-------- ARTICLE
Hence: all "the busy little seminars" currently running on C-SPAN about how to "build" civil society in Iraq and elsewhere.

Moderate Neo-Kantian imperialists would like to sail under the flag of the United Nations; less moderate ones are happy to rely on US firepower. The paradox of endorsing, in effect, a long series of "elective" (= aggressive) wars to install democracies as the precondition for later eternal peace, has not been lost on everyone. The doctrine of pre-emptive wars fought in the name of future peaceful conditions, conditions obtaining, once the Good have sufficiently bombed the Bad, manages to substitute the question of who is Good and who is Bad for the old-fashioned question of war and peace.

It is a simple maneuver, brilliant in conception and fairly successful so far in execution. Well-meaning Super-Powers, after all, will have no problem in spotting that they are the Good, and any destruction done by them in a political-military crusade for a better world, is already "justified" in the premises. The argument is so tightly wound, that several Catholic Neo-Conservatives justly famous for enlisting traditional Just War Theory in the same project, will soon be thrown out of work.

This is one of the first things that will happen, and who says there isn't a silver thread, at least, inside the darkest storm cloud or crisis?


It appears that classical liberals like Kant were simply wrong to assume that states with popular input into decision-making would choose peaceful policies. Wars can be popular and the process is easily manipulated. This problem can now be sidelined.

The sheer genius of the new liberal imperialism lies in its decoupling of the allegedly inherent peacefulness of "democratic" states from any real pursuit of actual peace. The key is now said to be that such nice states never attack each other. That they have attacked and do attack non-democratic states may stand as further proof of their moral bona fides.

That such a tendentious doctrine should arise at just this historical moment owes less to the real Immanuel Kant than to the practical need of US policymakers to have justifying doctrines to peddle. Into the valley of rationalization ride the Kantian imperialists.

Just as the 20th-century collective security theorists undid the older international law, which focused on neutral rights and consensus about the rights of noncombatants, so, too, do the democracy gangsters outbid the security collectivists. One critic refers to the new position as "liberal millenarianism," nicely capturing the sheer scope of its claims.(8)
----------------
■ **INSTRUCTION 1**: Return each line of the entries that contains the string "raspberry". Case counts.
The essay on liberal imperialism has no connection to the entries.
-------- RAW DATA
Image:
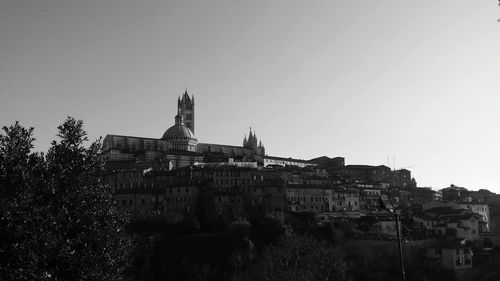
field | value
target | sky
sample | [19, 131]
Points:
[408, 84]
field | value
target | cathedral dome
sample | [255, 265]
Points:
[179, 131]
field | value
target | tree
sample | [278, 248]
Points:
[62, 223]
[295, 257]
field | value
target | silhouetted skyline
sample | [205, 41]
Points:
[364, 80]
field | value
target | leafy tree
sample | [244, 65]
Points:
[295, 257]
[60, 222]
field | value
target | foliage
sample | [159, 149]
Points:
[58, 221]
[295, 257]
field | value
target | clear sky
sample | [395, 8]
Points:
[417, 80]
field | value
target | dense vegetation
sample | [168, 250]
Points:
[57, 221]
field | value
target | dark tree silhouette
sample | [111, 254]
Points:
[58, 221]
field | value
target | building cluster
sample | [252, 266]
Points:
[176, 177]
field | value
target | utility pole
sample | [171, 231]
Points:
[386, 204]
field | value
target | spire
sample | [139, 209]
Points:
[179, 119]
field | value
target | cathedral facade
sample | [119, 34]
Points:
[178, 146]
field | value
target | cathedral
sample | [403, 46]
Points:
[178, 146]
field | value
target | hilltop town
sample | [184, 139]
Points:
[218, 187]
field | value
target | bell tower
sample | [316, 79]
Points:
[185, 107]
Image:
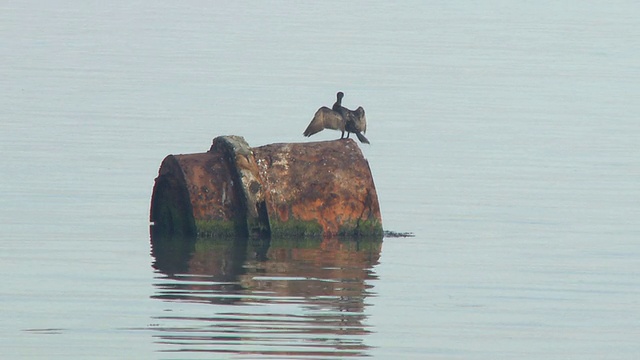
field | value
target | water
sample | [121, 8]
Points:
[504, 135]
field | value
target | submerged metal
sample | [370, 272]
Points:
[290, 189]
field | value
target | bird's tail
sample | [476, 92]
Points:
[362, 138]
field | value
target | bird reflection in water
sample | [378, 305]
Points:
[278, 297]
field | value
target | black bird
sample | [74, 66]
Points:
[339, 118]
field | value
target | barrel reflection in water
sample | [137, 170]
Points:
[283, 297]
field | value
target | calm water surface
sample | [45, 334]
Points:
[504, 136]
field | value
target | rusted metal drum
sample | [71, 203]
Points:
[290, 189]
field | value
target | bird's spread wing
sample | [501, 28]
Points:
[324, 118]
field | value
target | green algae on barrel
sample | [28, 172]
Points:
[290, 189]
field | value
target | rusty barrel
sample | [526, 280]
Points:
[288, 189]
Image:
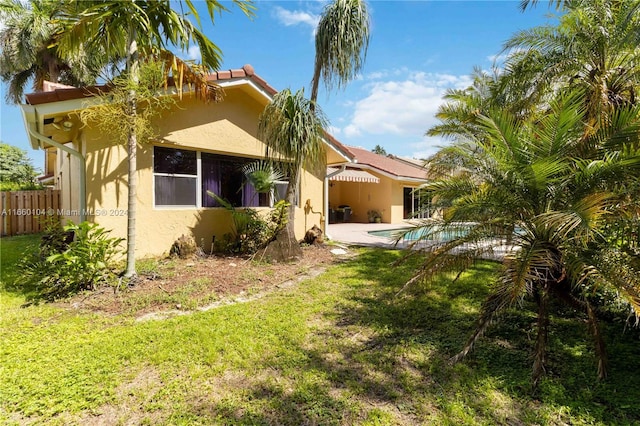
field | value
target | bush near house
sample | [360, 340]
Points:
[71, 259]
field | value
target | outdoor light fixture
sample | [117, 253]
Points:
[64, 125]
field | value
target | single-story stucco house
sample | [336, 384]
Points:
[201, 146]
[372, 182]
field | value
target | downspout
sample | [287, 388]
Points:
[83, 166]
[326, 198]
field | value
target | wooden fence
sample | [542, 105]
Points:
[28, 212]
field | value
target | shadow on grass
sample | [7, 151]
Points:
[383, 359]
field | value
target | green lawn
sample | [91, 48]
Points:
[340, 348]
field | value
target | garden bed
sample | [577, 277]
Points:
[171, 285]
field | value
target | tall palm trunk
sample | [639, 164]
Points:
[132, 147]
[543, 333]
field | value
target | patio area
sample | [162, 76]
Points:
[358, 233]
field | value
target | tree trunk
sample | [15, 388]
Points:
[601, 351]
[543, 333]
[132, 147]
[285, 247]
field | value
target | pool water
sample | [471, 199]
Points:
[436, 234]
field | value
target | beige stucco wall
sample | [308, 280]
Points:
[227, 128]
[386, 197]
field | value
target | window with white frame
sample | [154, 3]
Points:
[417, 203]
[175, 177]
[183, 177]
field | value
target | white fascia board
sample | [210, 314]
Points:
[246, 82]
[389, 175]
[346, 159]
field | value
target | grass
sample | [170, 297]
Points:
[341, 348]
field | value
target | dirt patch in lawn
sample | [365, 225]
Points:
[172, 286]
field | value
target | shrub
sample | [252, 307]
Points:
[184, 247]
[63, 266]
[251, 231]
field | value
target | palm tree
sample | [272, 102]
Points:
[342, 40]
[294, 129]
[29, 52]
[129, 29]
[526, 184]
[594, 48]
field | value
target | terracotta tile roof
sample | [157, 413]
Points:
[386, 164]
[56, 92]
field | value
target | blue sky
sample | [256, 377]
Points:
[417, 50]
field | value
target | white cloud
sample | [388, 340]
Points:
[404, 107]
[194, 53]
[499, 59]
[289, 18]
[334, 131]
[428, 146]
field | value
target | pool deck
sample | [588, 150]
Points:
[358, 233]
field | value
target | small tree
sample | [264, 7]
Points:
[293, 130]
[16, 172]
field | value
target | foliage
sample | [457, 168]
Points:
[594, 47]
[526, 183]
[251, 231]
[64, 266]
[16, 172]
[113, 106]
[374, 215]
[342, 41]
[263, 175]
[319, 352]
[292, 128]
[136, 31]
[29, 52]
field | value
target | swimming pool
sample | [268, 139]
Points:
[435, 233]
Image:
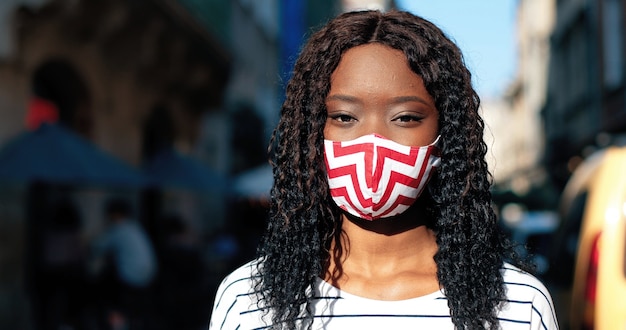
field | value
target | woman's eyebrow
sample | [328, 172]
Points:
[342, 97]
[405, 99]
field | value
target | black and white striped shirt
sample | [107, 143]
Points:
[529, 306]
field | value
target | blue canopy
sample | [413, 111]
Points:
[169, 168]
[55, 154]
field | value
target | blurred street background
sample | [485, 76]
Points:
[165, 108]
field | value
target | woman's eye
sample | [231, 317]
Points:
[407, 118]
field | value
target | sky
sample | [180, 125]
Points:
[485, 32]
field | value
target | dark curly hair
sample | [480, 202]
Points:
[303, 218]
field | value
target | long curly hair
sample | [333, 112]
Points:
[303, 218]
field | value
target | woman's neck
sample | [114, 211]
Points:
[384, 259]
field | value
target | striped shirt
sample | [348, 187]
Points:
[528, 306]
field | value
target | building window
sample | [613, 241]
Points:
[612, 43]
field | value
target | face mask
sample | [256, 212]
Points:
[372, 177]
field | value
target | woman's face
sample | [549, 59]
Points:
[373, 90]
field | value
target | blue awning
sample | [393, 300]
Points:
[55, 154]
[171, 169]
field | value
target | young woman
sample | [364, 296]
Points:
[381, 213]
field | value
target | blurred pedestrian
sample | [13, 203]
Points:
[124, 263]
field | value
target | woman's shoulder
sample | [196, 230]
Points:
[528, 299]
[518, 280]
[235, 296]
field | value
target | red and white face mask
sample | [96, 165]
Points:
[372, 177]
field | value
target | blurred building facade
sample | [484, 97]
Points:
[514, 122]
[133, 77]
[586, 107]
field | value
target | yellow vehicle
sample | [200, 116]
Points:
[598, 292]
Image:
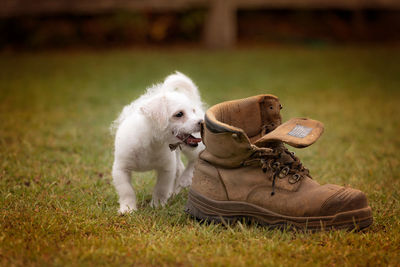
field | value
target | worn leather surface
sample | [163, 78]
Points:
[226, 170]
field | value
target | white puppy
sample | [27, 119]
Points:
[151, 132]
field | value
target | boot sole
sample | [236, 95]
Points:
[205, 209]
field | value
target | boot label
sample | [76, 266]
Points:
[300, 131]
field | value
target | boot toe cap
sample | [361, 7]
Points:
[346, 199]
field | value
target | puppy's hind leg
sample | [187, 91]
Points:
[122, 183]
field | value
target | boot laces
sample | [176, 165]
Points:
[281, 162]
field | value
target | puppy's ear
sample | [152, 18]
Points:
[181, 83]
[157, 110]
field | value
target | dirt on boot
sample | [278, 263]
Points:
[246, 172]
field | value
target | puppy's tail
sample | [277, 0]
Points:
[182, 83]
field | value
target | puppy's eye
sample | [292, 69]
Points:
[179, 114]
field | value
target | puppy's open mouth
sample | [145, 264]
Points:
[189, 139]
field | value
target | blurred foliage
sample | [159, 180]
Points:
[142, 28]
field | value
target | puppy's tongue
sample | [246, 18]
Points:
[191, 140]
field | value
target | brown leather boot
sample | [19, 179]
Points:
[247, 172]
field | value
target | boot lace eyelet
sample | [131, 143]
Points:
[294, 178]
[275, 165]
[283, 172]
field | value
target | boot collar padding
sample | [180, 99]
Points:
[246, 115]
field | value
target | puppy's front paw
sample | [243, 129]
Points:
[127, 208]
[183, 182]
[158, 201]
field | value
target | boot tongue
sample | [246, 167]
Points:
[298, 132]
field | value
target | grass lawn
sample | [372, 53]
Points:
[57, 202]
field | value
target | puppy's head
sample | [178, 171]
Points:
[175, 117]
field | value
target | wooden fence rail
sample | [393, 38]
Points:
[220, 26]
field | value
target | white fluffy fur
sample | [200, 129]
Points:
[145, 128]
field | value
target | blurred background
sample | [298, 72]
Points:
[43, 24]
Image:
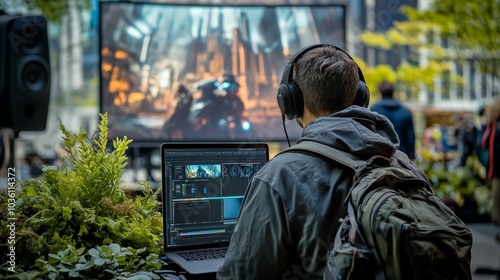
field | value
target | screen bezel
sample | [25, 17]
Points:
[293, 130]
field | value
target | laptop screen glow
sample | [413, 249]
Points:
[203, 187]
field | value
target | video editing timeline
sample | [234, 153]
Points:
[206, 188]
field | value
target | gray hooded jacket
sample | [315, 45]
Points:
[292, 206]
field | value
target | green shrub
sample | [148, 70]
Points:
[76, 221]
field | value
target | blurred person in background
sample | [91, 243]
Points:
[491, 142]
[400, 117]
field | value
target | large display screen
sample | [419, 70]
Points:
[203, 73]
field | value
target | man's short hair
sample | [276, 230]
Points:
[328, 79]
[386, 88]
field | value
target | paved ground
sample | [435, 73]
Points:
[485, 250]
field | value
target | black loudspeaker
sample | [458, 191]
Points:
[24, 73]
[289, 97]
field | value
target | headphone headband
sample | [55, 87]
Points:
[289, 97]
[288, 71]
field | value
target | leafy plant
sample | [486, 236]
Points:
[456, 186]
[81, 204]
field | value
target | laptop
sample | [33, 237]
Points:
[203, 186]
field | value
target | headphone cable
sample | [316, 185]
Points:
[284, 128]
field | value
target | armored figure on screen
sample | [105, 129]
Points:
[219, 112]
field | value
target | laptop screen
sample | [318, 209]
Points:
[203, 187]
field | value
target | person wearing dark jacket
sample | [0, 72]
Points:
[292, 205]
[400, 117]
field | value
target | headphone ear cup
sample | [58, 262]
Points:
[290, 101]
[362, 95]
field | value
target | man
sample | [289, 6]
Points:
[491, 143]
[400, 116]
[292, 206]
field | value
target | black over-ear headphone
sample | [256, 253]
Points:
[290, 99]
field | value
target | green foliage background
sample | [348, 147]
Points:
[75, 220]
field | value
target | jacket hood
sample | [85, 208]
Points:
[356, 130]
[389, 104]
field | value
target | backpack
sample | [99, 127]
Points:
[395, 228]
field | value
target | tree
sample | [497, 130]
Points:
[448, 31]
[472, 26]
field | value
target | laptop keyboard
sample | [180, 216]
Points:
[204, 254]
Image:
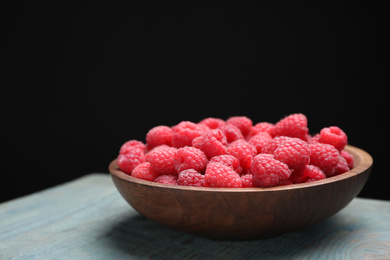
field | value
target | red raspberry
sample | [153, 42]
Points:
[246, 181]
[314, 139]
[324, 156]
[313, 173]
[232, 132]
[220, 175]
[129, 160]
[212, 143]
[162, 159]
[190, 177]
[159, 135]
[334, 136]
[348, 157]
[260, 140]
[242, 122]
[243, 151]
[185, 132]
[268, 172]
[190, 158]
[228, 160]
[213, 123]
[341, 167]
[167, 179]
[145, 171]
[261, 127]
[132, 144]
[294, 125]
[273, 144]
[294, 152]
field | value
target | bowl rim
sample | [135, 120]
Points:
[362, 159]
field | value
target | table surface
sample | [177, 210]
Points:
[88, 219]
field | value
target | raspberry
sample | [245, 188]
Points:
[324, 156]
[232, 132]
[162, 159]
[273, 144]
[190, 177]
[294, 125]
[244, 151]
[335, 136]
[242, 122]
[145, 171]
[129, 160]
[260, 140]
[220, 175]
[130, 145]
[228, 160]
[167, 179]
[159, 135]
[190, 158]
[348, 157]
[185, 132]
[246, 181]
[213, 123]
[268, 172]
[261, 127]
[212, 143]
[294, 152]
[341, 167]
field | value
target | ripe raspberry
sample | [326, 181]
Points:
[185, 132]
[294, 152]
[260, 140]
[167, 179]
[212, 143]
[190, 158]
[162, 159]
[212, 122]
[246, 181]
[268, 172]
[220, 175]
[341, 167]
[314, 139]
[348, 157]
[243, 151]
[242, 122]
[324, 156]
[273, 144]
[335, 136]
[132, 144]
[261, 127]
[159, 135]
[294, 125]
[129, 160]
[145, 171]
[313, 173]
[232, 132]
[228, 160]
[190, 177]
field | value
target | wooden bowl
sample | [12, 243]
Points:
[244, 213]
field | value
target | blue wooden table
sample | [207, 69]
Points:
[88, 219]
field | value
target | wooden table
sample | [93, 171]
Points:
[88, 219]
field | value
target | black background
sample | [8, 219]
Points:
[82, 79]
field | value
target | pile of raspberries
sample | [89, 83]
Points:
[235, 153]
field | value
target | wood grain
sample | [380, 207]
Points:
[88, 219]
[248, 213]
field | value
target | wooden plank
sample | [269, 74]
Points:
[87, 219]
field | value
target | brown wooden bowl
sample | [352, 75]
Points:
[244, 213]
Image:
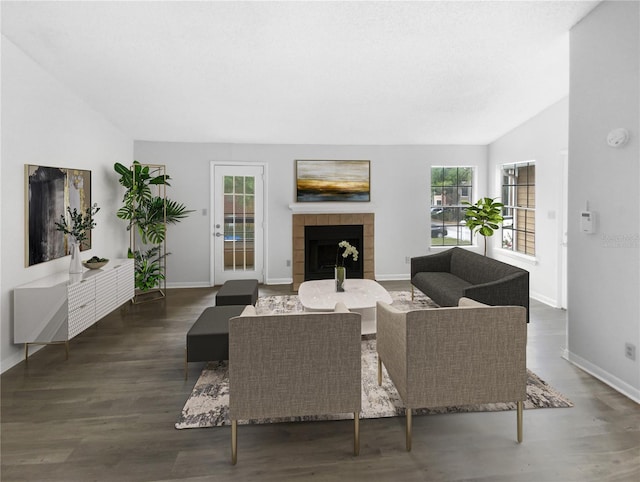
----------------
■ **INSTRUCTION 2**: Pick up the essay on liberal imperialism after its last sentence and continue it.

■ **TASK RESPONSE 1**:
target | red raspberry
target | raspberry
target | ripe raspberry

■ **TASK RESPONSE 2**:
Another critic notes how the new liberal imperialism rides on the corrosive heritage of American exceptionalism: "The sense that the United States has a special moral status and mission has resulted in an intensive engagement by the United States in foreign affairs, predicated on a belief that America has a unique mission to lead the world. But even as it is a basis for the attribution to the United States of a special right to propose rules of international conduct, American exceptional status is also invoked to 'plead the authority of its internal law to mitigate its international legal obligations.' The United States thus simultaneously asserts the right to lead, but also to be exempted from the rules it promotes."(9)

This looks like nothing more or less than an imperial claim to world-rule, whatever the trimmings. An imperial power always has a great mission entrusted to it by God, History, or Philosophy. Just ask that power's apologists.


Another advantage, to those in power, of the newest doctrinal wrinkle is that we never need look into the content of democracy; we never need undertake a critique of the internal realities of any conformist welfare-warfare state. Liberal corporatism and suffocating bureaucratization of the life-world get a free pass. Simpson almost sees this, when he refers, in passing, to systems having "free periodic elections in which the government is elected by the citizens of [the] state."(10)

Exactly! In the sainted democracies, the government is always re-elected. There can be no question of reducing the scope and activities of any democratic state in the brave new world. As José E. Alvarez writes of one of the new liberals, "Slaughter's liberal theory is millenist, triumphalist, upbeat. The examples being set by liberal nations' treaties and their transgovernmental networks in the wake of the victory over communism mark the beginnings of a global 'new deal' or a 'new liberal democratic order.' Liberal international law promises to replicate the liberal welfare state."(11)

I guess we won't be getting big government off our backs any time soon.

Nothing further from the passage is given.